ACTIVITY:
Transcribe the listing exactly as written. Leave the images out.

DATA EXCERPTS:
# # # # # # #

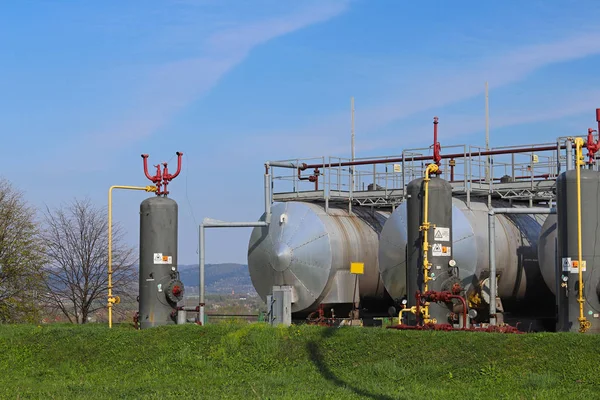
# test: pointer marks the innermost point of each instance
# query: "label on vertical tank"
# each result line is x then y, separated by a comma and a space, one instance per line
437, 250
441, 234
160, 259
574, 265
567, 264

# # # # # # #

SOLUTION:
# test: pointer marks the innermost point of each instance
# query: "label on vertical tank"
# each result line is x then y, separated by a comma and a space, one instance per line
437, 250
441, 234
160, 259
574, 265
567, 264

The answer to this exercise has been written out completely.